━━━ SUPPLIED ENTRIES ━━━
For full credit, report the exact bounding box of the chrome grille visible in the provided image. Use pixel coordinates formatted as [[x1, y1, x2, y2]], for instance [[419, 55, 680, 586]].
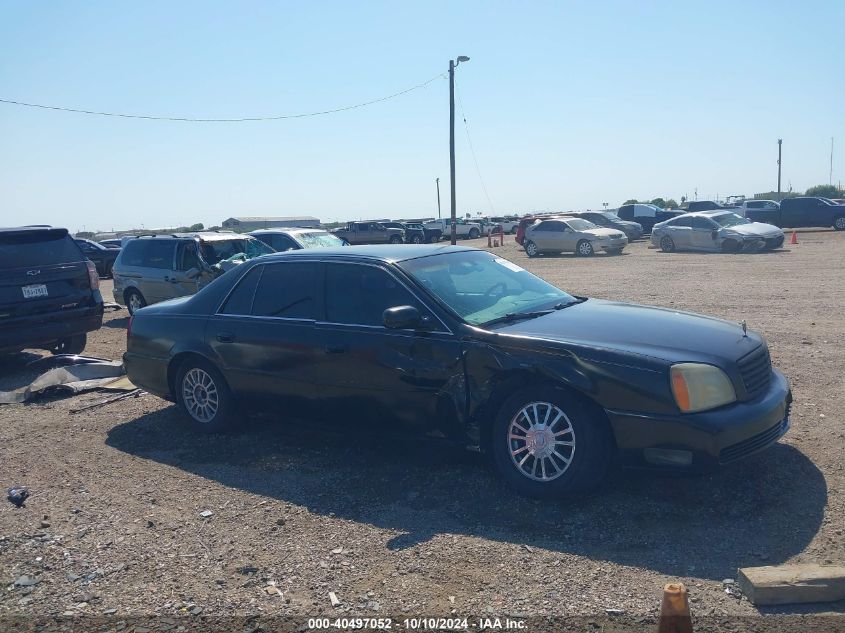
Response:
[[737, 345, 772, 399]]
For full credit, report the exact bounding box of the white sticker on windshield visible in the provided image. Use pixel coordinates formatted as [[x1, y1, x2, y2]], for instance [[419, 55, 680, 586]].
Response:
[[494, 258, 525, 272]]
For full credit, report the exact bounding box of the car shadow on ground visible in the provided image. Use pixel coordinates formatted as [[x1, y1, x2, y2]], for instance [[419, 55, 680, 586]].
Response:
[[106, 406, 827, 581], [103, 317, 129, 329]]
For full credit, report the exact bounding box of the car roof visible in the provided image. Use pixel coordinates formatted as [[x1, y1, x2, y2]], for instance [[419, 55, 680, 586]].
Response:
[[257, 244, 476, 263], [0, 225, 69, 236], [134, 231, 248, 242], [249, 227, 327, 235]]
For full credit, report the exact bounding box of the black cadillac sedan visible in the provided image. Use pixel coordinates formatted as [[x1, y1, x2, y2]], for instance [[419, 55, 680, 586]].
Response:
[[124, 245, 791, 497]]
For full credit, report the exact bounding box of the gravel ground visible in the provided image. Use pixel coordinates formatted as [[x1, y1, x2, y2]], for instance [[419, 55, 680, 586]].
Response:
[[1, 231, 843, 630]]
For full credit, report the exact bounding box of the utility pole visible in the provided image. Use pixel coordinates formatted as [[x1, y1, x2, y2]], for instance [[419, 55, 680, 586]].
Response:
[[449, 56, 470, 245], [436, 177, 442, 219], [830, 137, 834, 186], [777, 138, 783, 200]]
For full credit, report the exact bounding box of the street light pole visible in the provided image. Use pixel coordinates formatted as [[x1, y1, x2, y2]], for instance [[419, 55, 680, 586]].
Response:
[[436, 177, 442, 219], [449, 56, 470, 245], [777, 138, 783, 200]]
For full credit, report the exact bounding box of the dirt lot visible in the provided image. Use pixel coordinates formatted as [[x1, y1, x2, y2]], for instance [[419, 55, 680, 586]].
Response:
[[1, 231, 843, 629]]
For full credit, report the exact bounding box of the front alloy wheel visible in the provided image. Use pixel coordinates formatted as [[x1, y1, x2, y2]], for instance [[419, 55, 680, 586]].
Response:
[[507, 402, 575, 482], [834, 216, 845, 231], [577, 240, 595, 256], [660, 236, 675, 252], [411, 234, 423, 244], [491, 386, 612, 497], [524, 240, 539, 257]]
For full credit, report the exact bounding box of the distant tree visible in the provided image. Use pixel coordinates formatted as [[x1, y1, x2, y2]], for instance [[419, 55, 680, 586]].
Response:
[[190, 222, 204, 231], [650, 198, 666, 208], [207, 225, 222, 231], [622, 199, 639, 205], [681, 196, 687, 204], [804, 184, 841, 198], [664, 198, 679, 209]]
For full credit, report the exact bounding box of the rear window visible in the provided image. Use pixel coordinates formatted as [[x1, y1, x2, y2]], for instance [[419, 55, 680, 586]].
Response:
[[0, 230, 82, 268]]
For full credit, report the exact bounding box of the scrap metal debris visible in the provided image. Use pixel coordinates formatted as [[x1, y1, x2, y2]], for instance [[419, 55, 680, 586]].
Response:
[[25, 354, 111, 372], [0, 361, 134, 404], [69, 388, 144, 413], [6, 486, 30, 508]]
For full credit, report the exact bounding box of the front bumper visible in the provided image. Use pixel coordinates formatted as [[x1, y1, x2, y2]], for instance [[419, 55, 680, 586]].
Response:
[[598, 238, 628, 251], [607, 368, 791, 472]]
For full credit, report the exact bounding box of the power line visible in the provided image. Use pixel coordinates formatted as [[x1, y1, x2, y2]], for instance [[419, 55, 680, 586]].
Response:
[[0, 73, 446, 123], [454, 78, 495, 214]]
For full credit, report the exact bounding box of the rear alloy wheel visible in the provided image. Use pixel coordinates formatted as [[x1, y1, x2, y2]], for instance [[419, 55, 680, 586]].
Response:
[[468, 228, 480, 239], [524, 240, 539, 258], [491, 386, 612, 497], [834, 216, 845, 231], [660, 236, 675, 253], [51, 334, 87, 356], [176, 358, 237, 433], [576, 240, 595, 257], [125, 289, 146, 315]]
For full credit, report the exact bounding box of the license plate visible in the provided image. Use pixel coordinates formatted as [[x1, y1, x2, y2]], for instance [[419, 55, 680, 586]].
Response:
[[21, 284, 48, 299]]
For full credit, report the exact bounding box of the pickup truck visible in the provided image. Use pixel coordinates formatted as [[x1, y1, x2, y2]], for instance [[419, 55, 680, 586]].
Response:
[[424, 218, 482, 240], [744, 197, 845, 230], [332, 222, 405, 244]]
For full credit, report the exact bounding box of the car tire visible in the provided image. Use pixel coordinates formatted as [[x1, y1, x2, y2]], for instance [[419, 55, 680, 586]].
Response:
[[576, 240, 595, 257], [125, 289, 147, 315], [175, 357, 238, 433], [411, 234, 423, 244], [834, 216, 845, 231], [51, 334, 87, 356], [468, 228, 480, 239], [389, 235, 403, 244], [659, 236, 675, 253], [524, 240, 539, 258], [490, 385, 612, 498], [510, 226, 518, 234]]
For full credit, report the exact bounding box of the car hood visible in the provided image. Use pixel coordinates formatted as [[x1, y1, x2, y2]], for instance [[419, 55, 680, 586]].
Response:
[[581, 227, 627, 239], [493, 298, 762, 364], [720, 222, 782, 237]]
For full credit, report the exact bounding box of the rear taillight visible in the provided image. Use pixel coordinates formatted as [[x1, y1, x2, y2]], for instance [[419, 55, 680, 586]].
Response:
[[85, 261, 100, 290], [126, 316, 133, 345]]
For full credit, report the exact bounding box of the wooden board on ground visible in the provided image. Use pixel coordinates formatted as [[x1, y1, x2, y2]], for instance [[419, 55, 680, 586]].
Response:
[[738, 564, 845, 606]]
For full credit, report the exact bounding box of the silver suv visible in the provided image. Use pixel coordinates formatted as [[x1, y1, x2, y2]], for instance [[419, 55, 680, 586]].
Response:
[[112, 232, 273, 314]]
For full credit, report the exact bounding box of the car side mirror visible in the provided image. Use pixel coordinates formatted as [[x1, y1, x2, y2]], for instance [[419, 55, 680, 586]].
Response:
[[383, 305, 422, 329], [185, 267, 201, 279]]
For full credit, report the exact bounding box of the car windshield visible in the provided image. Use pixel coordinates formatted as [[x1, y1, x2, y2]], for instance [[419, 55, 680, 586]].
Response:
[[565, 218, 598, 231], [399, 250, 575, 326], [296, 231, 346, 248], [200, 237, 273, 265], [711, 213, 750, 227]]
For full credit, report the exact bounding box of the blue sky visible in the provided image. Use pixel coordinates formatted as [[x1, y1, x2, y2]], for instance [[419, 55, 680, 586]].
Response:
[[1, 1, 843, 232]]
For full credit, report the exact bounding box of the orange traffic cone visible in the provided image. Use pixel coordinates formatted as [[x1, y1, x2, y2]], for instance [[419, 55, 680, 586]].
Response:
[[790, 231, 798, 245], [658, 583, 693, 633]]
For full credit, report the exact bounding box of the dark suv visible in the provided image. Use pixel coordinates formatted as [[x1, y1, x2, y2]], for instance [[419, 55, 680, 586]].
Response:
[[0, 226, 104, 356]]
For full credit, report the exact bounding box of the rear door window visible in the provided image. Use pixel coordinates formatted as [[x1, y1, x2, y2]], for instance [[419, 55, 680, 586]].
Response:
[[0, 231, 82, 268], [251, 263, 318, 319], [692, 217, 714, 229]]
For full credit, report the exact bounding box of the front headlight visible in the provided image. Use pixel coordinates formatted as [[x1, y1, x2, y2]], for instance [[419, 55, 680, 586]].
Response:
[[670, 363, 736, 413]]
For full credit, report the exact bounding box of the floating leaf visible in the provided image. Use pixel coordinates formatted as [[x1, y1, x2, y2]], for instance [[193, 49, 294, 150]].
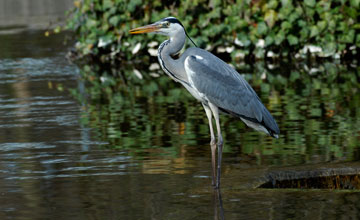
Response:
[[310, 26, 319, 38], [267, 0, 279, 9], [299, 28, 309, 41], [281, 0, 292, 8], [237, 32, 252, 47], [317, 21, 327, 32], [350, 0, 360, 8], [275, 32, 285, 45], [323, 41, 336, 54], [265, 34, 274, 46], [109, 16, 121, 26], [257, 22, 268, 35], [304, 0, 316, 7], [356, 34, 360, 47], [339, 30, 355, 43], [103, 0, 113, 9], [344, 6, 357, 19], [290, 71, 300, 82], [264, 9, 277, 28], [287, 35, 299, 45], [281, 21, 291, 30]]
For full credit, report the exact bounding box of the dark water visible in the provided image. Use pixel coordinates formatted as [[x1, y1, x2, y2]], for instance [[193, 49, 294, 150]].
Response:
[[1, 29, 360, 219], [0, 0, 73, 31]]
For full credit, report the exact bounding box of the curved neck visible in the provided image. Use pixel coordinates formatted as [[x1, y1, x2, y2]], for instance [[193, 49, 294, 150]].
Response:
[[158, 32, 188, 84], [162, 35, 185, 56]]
━━━
**WORK TO COMPLETE**.
From the data above, show each line that contains "pole".

**SOLUTION**.
For full credit, report the exact bounding box of the utility pole visible in the provided image. Use pixel coordinates formatted as [[x1, y1, x2, y2]], for instance [[419, 55, 680, 586]].
For full credit, report the exact bounding box of the street light pole visible in the provided image. Use pixel coordinates formatted as [[x1, y1, x2, y2]], for instance [[419, 55, 680, 586]].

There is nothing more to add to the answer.